Yang Diminta » Lanjutkan tulisan tentang pandangan Islam terhadap Pancasila di bawah ini, dimulai setelah kalimat terakhirnya.

Teks Halaman »
Sejak awal kehadirannya, Islam telah masuk ke dalam lini kehidupan manusia secara detail. Dari masuk WC hingga masuk masjid dan dari ujung rambut hingga ujung kaki memiliki panduan dan aturan dalam Islam. Hal ini karena Islam memang bertujuan memandu kehidupan manusia secara utuh dan menyeluruh (kaffah). Sehingga wajar, jika umat Islam dalam banyak hal sering bertanya tentang hukum (fiqhiyyah). Tidak terkecuali soal dasar Negara Indonesia; Pancasila.
Soal Pancasila, beberapa kalangan dari umat Islam menolaknya. Alasannya simple, tidak ada dalil yang menjelaskan soal Pancasila dan dalam pembuatannya ia merupakan produk manusia yang nisbi. Sementara hukum dalam Islam harus baku, absolute dan mutlak yang diberikan langsung oleh Allah melalui al Qur’an dan hadits. Sehingga pertanyaan yang segera mengemuka adalah adakah ayat al Qur’an yang menyetujui dan memerintahkan umat Islam untuk tunduk kepada Pancasila? Atau adakah perintah Nabi dalam hadits-haditsnya untuk mengakui dasar Negara bernama Pancasila? Jawabannya sudah jelas; tidak ada.

Item yang Diberikan »
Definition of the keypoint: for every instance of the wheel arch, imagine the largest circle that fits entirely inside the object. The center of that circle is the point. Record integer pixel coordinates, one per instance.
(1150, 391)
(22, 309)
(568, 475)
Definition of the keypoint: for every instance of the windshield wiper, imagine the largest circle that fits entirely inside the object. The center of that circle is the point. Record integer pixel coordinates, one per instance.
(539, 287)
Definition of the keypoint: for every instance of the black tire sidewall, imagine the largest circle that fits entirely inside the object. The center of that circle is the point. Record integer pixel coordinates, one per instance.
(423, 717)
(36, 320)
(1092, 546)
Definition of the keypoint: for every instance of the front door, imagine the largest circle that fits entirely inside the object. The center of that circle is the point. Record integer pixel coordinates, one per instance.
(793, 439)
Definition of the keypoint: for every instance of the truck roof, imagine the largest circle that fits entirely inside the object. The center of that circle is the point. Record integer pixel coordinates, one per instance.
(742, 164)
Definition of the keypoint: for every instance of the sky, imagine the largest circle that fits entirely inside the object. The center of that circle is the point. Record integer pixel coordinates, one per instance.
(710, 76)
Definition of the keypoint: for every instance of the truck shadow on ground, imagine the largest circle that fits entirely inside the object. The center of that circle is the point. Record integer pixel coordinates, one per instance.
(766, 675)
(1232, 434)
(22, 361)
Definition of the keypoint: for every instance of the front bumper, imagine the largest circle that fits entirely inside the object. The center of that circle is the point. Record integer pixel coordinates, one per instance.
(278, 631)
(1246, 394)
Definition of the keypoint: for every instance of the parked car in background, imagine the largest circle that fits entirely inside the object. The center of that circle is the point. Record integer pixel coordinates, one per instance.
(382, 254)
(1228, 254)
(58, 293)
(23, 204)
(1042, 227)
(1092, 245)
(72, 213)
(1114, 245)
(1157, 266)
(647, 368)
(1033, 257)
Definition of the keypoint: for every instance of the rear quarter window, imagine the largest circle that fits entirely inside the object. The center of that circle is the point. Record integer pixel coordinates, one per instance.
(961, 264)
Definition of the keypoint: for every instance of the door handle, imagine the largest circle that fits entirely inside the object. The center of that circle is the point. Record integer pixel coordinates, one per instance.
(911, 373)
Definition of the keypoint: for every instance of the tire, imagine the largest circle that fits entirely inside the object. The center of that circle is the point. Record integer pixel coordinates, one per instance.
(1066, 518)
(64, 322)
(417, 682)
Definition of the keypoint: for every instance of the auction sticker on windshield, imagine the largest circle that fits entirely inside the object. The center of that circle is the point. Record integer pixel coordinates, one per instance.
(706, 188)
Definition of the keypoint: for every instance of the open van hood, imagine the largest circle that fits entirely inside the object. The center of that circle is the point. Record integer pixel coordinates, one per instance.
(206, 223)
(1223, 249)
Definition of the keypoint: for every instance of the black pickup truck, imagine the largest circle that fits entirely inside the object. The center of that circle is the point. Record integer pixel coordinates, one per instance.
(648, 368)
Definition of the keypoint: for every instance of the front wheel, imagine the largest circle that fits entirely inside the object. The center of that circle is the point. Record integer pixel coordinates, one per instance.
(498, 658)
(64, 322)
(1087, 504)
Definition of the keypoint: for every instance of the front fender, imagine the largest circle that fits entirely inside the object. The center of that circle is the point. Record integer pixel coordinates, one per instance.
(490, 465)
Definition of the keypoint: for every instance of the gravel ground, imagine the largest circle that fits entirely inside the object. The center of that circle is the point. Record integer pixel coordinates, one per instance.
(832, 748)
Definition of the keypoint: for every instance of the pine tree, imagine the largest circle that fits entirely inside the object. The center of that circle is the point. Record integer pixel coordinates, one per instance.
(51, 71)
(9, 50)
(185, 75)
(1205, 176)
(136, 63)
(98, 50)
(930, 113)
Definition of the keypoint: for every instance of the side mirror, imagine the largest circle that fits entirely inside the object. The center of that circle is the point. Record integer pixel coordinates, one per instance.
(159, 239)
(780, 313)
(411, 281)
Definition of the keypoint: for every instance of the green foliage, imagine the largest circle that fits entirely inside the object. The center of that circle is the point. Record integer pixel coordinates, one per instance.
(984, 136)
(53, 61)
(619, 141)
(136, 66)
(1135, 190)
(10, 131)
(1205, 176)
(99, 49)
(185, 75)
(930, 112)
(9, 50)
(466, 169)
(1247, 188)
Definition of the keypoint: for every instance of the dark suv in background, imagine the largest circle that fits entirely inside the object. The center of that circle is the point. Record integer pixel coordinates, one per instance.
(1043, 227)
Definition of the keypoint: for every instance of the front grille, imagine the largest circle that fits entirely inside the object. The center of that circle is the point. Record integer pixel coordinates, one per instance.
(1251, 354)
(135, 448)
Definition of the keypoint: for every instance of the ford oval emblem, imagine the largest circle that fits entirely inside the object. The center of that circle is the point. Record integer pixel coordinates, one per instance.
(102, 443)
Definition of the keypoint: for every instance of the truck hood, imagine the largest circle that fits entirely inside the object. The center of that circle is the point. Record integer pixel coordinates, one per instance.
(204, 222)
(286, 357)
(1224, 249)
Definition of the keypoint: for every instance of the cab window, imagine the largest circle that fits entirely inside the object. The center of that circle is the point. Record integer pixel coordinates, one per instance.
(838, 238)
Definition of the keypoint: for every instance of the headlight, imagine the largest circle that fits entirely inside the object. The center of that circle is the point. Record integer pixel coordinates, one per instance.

Jawaban »
Pertanyaan di atas memang masuk akal. Dalam al Qur’an maupun hadits tidak ada perintah untuk tunduk kepada Pancasila. Dalam hadits pun dijelaskan bahwa Nabi hanya meninggalkan dua hal yang harus diikuti dan menjadi pedoman hidup bagi umat Islam; al Qur’an dan sunnah Nabi. Sementara Pancasila “kadung” menjadi dasar Negara Indonesia. Bagaimana nasib hukum Islam dalam bingkai Pancasila yang notabene produk manusia ini? Bagaimana umat Islam harus menyikapi Pancasila yang tidak memakai syariah Islam ini? Haruskah umat Islam terus melawan dan memberontak terhadap keberadaan Pancasila sembari berjuang untuk menegakkan syariah Islam? Mari kita renungkan bersama.
Islam, dalam hal ini al Qur’an dan hadits, memang hadir untuk mengatur dan menjadi pedoman hidup bagi umat Islam. Namun kedua pedoman itu hanya memuat sesuatu yang ada pada saat itu. Tepatnya, al Qur’an dan hadits tidak memuat hal baru seperti Facebook dan lain-lain. Karena al Qur’an maupun hadits hanya merespon kejadian atau pola pikir umat pada saat itu. Respon al Qur’an dan hadits terhadap kondisi yang terjadi pada saat itu disebut dengan asbabul nuzul untuk al Qur’an dan asbab al wurud untuk hadits.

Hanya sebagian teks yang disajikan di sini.